Copy the lines below word for word, but omit the pictures.

* Start RECORDED INFORMATION *

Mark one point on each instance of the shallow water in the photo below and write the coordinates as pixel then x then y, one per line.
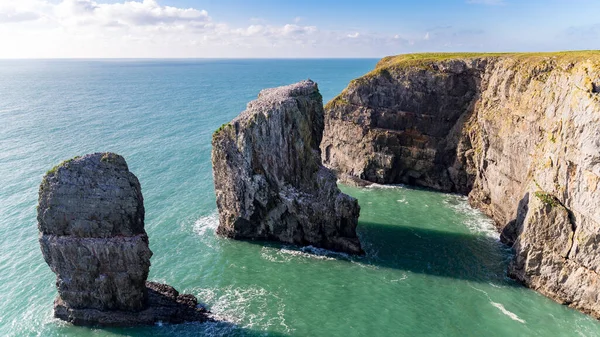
pixel 434 266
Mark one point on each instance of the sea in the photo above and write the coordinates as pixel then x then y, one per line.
pixel 434 266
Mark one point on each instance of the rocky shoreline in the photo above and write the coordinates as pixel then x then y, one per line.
pixel 269 179
pixel 518 133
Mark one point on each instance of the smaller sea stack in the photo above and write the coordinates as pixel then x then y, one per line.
pixel 91 223
pixel 269 180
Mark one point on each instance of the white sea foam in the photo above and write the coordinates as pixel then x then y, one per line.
pixel 375 185
pixel 512 315
pixel 404 277
pixel 208 223
pixel 287 253
pixel 501 307
pixel 245 307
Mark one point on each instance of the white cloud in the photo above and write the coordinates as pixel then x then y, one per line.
pixel 487 2
pixel 146 28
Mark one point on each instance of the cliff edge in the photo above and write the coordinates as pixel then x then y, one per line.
pixel 518 133
pixel 269 180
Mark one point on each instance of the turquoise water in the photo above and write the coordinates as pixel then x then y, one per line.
pixel 433 267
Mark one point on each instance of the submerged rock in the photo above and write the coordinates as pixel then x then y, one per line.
pixel 91 223
pixel 508 130
pixel 269 180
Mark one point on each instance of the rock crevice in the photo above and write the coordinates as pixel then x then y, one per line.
pixel 269 180
pixel 91 223
pixel 518 133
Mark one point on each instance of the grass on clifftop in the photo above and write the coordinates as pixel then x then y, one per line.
pixel 415 59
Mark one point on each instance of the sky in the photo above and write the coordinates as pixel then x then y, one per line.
pixel 290 28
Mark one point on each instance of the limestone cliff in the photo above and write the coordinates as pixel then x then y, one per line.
pixel 518 133
pixel 269 180
pixel 91 223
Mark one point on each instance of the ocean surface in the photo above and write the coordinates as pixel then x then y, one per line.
pixel 434 266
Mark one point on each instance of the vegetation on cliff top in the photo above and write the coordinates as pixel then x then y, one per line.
pixel 423 58
pixel 388 64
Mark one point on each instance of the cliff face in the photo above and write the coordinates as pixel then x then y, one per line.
pixel 91 223
pixel 518 133
pixel 269 180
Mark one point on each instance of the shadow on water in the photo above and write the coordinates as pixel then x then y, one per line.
pixel 447 254
pixel 208 329
pixel 477 258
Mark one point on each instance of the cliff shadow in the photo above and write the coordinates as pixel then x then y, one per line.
pixel 470 257
pixel 215 328
pixel 477 258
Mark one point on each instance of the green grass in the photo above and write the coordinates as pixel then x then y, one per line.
pixel 547 199
pixel 415 59
pixel 63 163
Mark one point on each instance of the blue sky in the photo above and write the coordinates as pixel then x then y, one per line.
pixel 308 28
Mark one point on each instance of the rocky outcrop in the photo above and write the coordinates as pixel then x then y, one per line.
pixel 91 223
pixel 269 180
pixel 518 133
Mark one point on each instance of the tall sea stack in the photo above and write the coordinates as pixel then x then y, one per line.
pixel 269 180
pixel 518 133
pixel 91 223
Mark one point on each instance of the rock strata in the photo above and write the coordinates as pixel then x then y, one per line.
pixel 91 223
pixel 518 133
pixel 269 180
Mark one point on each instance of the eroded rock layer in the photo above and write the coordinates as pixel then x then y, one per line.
pixel 91 223
pixel 518 133
pixel 269 180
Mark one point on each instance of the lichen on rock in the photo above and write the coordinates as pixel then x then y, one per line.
pixel 269 180
pixel 91 223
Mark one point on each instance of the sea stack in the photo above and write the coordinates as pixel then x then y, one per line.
pixel 269 180
pixel 518 133
pixel 91 223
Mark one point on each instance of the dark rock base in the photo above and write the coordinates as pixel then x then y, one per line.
pixel 165 305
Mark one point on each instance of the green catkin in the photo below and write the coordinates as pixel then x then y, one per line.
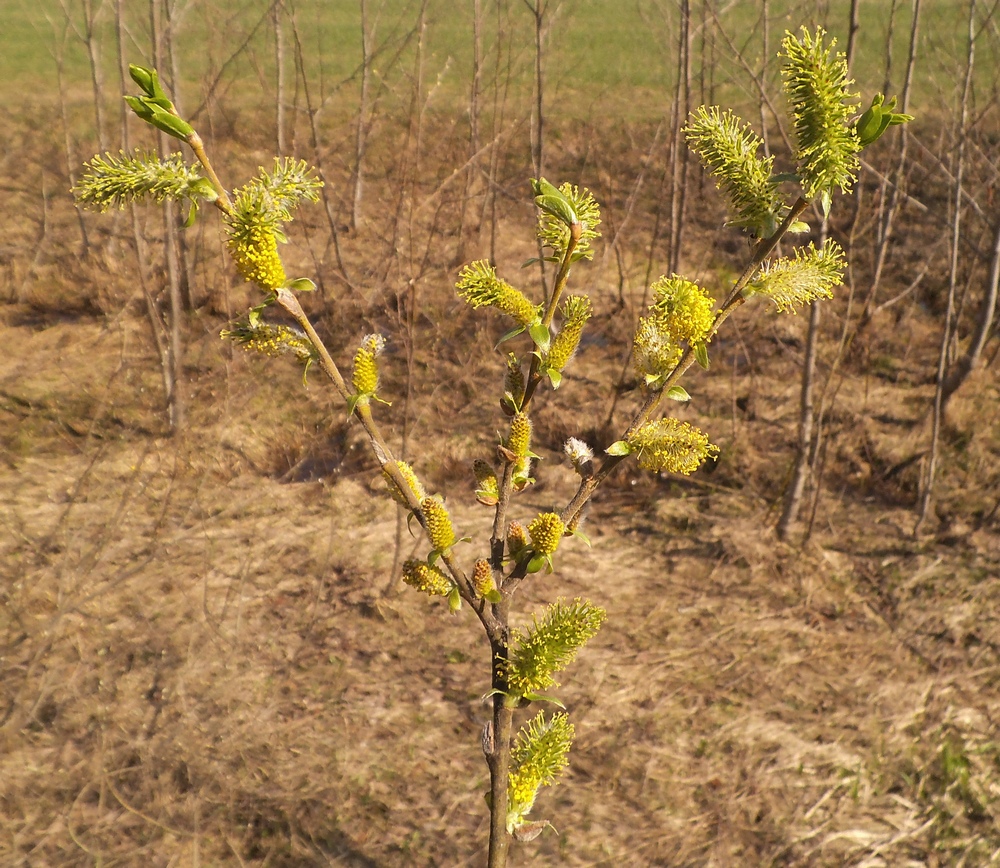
pixel 519 441
pixel 482 578
pixel 577 309
pixel 550 645
pixel 539 755
pixel 479 285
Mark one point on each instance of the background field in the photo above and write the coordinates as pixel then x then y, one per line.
pixel 205 655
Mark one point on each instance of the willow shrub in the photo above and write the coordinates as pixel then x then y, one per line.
pixel 545 329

* End RECORDED INFORMATION *

RESPONSE TO THIS TASK >>
Mark one point on each instance of the shallow water in the photo below and write the coordinates as pixel then x then y, one per line.
pixel 434 266
Mark one point on each instance of the sea in the photo above and write the coordinates as pixel then x then y, one per line.
pixel 434 266
Mark one point on each instance of the rocky shoreline in the photo above and write the coordinates as pixel then x then y, one per line.
pixel 269 179
pixel 518 133
Mark one point on each instance of the smaller sea stack in the photo above and write the coordinates as pixel then x then y, one per line.
pixel 91 223
pixel 269 180
Mark one point on each instance of the white sea foam in the photo above and write the coordinates as pixel then x then y, one per line.
pixel 375 185
pixel 512 315
pixel 404 277
pixel 208 223
pixel 287 253
pixel 501 307
pixel 245 307
Mark one point on each instance of the white cloud in the photo above and write the coordinates as pixel then x then y, one per line.
pixel 487 2
pixel 146 28
Mark one point on each instance of the cliff edge in the photo above and write the coordinates as pixel then x then y, one per line.
pixel 518 133
pixel 269 180
Mark one point on each instance of the turquoise water in the photo above and write the coordinates as pixel then x then y, one per line.
pixel 433 267
Mark one point on each instance of the submerged rock in the photo above and write the coordinates as pixel then x then y, one per line.
pixel 91 223
pixel 508 130
pixel 269 180
Mark one point on each instance of the rock crevice in the photo above and write the coordinates as pixel then x then y, one per line.
pixel 269 180
pixel 91 223
pixel 518 133
Mark one point on each instance of the grass on clifftop in the photo above and write the coordinates as pixel then x then y, one per line.
pixel 415 59
Mark one point on each instance of the sky in the photo above and write the coordinates as pixel then x then y, one per line.
pixel 290 28
Mark one point on each instance of the limestone cliff in the photo above and write the coordinates as pixel then x then y, one per line.
pixel 518 133
pixel 269 180
pixel 91 223
Mark one point on each instance of the ocean surface in the photo above and write the coordinates as pixel then x then y, one per line.
pixel 434 266
Mark one point on each instance of the vegetation on cliff top in the photo above and write the coordinates as pixel then x then y, one per line.
pixel 423 58
pixel 388 64
Mark one point on each instance of the cliff face in the photo above and write the coordinates as pixel then x then y, one per line.
pixel 91 223
pixel 518 133
pixel 269 180
Mark one point on each instance of the shadow on water in the photo above and write the coordinates as pixel then x then y, one per line.
pixel 447 254
pixel 208 329
pixel 477 258
Mark one point on each instance of the cliff shadow in the photo above and write the coordinates as pixel then x then y, one per line.
pixel 470 257
pixel 215 328
pixel 477 258
Mark one point on each instance of the green grass in the photo above and write the coordinates as pixel then x then y, one per line.
pixel 547 199
pixel 415 59
pixel 63 163
Mark one point on each instance of the blue sky in the photo above and write the coordinates as pixel then x then y, one per line.
pixel 308 28
Mark one point on each instance of the rocky outcrop in the photo above and write the coordinates as pixel then x then y, one per line.
pixel 91 223
pixel 269 180
pixel 518 133
Mark one point on each instance of the tall sea stack in the photo above and write the coordinates as pixel then x then y, one per line.
pixel 269 180
pixel 518 133
pixel 91 223
Mark one point on each instance of the rock strata in the photo above and write the coordinates as pixel then x then y, one per line.
pixel 91 223
pixel 518 133
pixel 269 180
Mark one point on each instance of the eroded rock layer in the photo above and write the coordinates as pixel then x then y, one per line.
pixel 91 223
pixel 518 133
pixel 269 180
Mark one point on each instance of the lichen on rock in the photo above and write the coordinates as pixel then x then y, one per line.
pixel 269 180
pixel 91 223
Mark one point on each instance of the sea stack in the photo above and write the coordinates as pixel then x then y, one per line.
pixel 269 180
pixel 518 133
pixel 91 223
Mark one point on each instance of the dark rock base in the photo above and write the coordinates as pixel then x then y, one per line.
pixel 165 305
Mark one point on each instance of the green catkin in the photo below and write the coordinates as pixel then x then y, one per line.
pixel 519 441
pixel 482 578
pixel 577 309
pixel 550 645
pixel 539 755
pixel 479 285
Mark one point on each instance of the background field in the photo above and write the coordinates as pixel then x then y, one per line.
pixel 205 655
Mark one point on each instance of the willow shrub in the photo above and write the coordinates as pixel then x then y, one per line.
pixel 545 329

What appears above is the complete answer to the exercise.